— Point annotation records —
----

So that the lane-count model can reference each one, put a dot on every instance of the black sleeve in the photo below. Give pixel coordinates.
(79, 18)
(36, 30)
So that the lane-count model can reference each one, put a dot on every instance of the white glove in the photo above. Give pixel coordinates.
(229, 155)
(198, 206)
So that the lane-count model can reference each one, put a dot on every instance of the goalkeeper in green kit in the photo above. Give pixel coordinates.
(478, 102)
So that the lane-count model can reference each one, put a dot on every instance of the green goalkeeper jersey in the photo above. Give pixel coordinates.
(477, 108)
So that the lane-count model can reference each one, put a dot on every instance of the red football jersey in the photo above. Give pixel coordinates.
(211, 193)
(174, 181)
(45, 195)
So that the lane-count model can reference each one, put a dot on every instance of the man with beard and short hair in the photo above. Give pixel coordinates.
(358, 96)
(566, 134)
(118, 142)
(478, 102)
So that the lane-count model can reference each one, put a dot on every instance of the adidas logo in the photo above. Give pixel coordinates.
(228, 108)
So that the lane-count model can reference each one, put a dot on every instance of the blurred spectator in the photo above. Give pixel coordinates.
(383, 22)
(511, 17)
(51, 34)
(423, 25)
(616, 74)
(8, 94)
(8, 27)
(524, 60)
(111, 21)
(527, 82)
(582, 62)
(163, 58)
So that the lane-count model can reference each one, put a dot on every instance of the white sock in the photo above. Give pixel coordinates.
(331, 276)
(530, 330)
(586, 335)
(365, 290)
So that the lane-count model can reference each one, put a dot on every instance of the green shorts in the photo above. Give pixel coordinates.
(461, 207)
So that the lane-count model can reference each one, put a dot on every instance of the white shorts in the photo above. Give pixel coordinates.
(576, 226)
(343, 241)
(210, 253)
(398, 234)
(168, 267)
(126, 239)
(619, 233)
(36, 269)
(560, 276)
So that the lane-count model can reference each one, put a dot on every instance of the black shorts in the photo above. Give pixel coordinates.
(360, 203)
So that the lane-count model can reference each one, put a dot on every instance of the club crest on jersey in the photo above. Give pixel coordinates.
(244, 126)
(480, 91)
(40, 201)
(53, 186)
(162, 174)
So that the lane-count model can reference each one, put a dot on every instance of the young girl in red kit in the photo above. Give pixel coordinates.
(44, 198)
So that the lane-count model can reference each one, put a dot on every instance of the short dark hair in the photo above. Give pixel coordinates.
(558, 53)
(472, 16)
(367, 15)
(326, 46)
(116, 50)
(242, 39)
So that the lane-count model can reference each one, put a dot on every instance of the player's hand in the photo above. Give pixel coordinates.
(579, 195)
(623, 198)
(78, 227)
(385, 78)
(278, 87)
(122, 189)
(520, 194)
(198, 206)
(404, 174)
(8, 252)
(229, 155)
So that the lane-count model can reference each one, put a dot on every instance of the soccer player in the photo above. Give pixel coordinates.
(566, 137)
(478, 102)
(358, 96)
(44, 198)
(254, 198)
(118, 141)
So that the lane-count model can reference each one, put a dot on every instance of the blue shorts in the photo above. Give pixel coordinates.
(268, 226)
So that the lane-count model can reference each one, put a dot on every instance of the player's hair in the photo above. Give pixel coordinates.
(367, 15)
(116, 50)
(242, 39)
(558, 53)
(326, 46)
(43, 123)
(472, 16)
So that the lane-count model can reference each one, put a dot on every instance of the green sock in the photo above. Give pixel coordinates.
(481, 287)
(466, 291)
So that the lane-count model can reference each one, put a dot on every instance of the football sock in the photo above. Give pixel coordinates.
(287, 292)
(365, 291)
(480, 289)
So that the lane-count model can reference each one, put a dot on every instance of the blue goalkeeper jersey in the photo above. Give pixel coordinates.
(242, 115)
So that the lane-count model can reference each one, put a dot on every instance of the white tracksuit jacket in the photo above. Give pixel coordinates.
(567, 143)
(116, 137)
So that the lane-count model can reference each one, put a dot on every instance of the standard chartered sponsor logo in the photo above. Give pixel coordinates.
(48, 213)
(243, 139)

----

— Exercise instructions —
Word for word, restate all of the data shown above.

— Solved problem —
So that the lane-count model can reference each one, put a dot on every instance of the black sleeve in the photo below. Give pixel coordinates.
(79, 18)
(36, 30)
So that the lane-count model can reference each one, put a dot on every instance of the white glove in the photo above. Give pixel coordinates.
(229, 155)
(198, 206)
So that the lane-count model can reference each one, put a dot on every instance of the goalkeeper in green kit in the photo above. Give pixel coordinates.
(478, 102)
So that the lane-count model can reference each one, put a dot on every instance of the green goalkeeper jersey in the photo above. Give pixel coordinates.
(477, 108)
So that the lane-count model can reference each one, put a dot on every instance of the red football jersey in the photo above. Give pixel coordinates.
(211, 193)
(174, 181)
(45, 195)
So that the lane-count model can reference each one, put a dot on every instance of the man with beard and short hair in the photo above. Give pixel coordinates.
(358, 96)
(566, 134)
(118, 142)
(478, 102)
So that the lane-count model can reference each one, put a dot on every instance of the adidas logo in the photo above. Give pixel coordinates.
(228, 108)
So that the lane-count model can reference each one, put a dot on every instance of the blurred spectator in the photo above. Give pixel coordinates.
(383, 22)
(511, 17)
(51, 34)
(423, 25)
(616, 74)
(8, 94)
(8, 27)
(524, 60)
(111, 21)
(527, 82)
(582, 62)
(163, 58)
So that the lane-count model can reference each one, put a dot on every instance of the white sock in the photo above. Give pixel coordinates.
(331, 276)
(530, 330)
(586, 335)
(365, 290)
So that the lane-count model can reference each one, put a dot on every instance of the green shorts in the photo above. Give pixel coordinates.
(461, 207)
So that the lane-count model can reference each one, put a dot on every instance of the white shorts in the photo above. Give pixel coordinates.
(576, 226)
(343, 241)
(210, 253)
(398, 234)
(168, 267)
(126, 239)
(619, 233)
(36, 269)
(560, 276)
So that the lane-count model can reference each one, put a dot on every instance of the black shorts in the photo above. Give pixel coordinates.
(360, 203)
So that the lane-count model can reference each one, put a dot on every instance of the club crest on jersey in the photo above. Give pixel coordinates.
(244, 126)
(480, 91)
(40, 201)
(53, 186)
(162, 174)
So that the lane-count model can reference each one, put a dot on every instance of the young girl in red kit in the photo above. Give pixel coordinates.
(44, 198)
So that the lane-count model can reference each one, put a dot on every instance of the short dark hair in the photo above. Give pixel coordinates.
(558, 53)
(472, 16)
(367, 15)
(326, 46)
(116, 50)
(242, 39)
So that the lane-count model can reference each one, put a dot on every instance of the player's hand in the photo above. Give pixel coordinates.
(579, 195)
(623, 198)
(78, 227)
(385, 78)
(278, 87)
(122, 189)
(520, 194)
(198, 206)
(404, 174)
(8, 252)
(229, 155)
So that the lane-count model can reference each one, put a dot on every instance of the soccer player in the photo above. Give pixel coordinates.
(566, 137)
(478, 102)
(358, 96)
(44, 198)
(254, 198)
(118, 141)
So that the lane-count model can reference each one, put a dot on every instance of the blue shorts in the photo above. Give pixel coordinates.
(268, 226)
So that the lane-count model can reference each one, put a dot on every instance of the player's hair in the photo above. Give pixel coordinates.
(367, 15)
(116, 50)
(242, 39)
(558, 53)
(326, 46)
(43, 123)
(472, 16)
So that the lane-count model can reference each one, put a dot on every instance of the green sock in the photo above. Give pixel coordinates.
(481, 287)
(466, 291)
So that the lane-count model can reference each one, put a dot on every instance of the football sock in the photo above. Give pixel coordinates.
(287, 292)
(365, 291)
(480, 289)
So that the lane-count model can reference each one, put a dot on every instance of the blue goalkeeper jersey in the photo above. Give pixel coordinates.
(242, 115)
So that the lane-count model can reference each one, put a dot on every instance of the white tracksuit jacket in the photo above. Give pixel coordinates.
(567, 143)
(116, 137)
So that the lane-count model can reference each one, put a dot on every instance of the standard chartered sponsor logo in the photo above. Give pixel coordinates.
(48, 213)
(243, 139)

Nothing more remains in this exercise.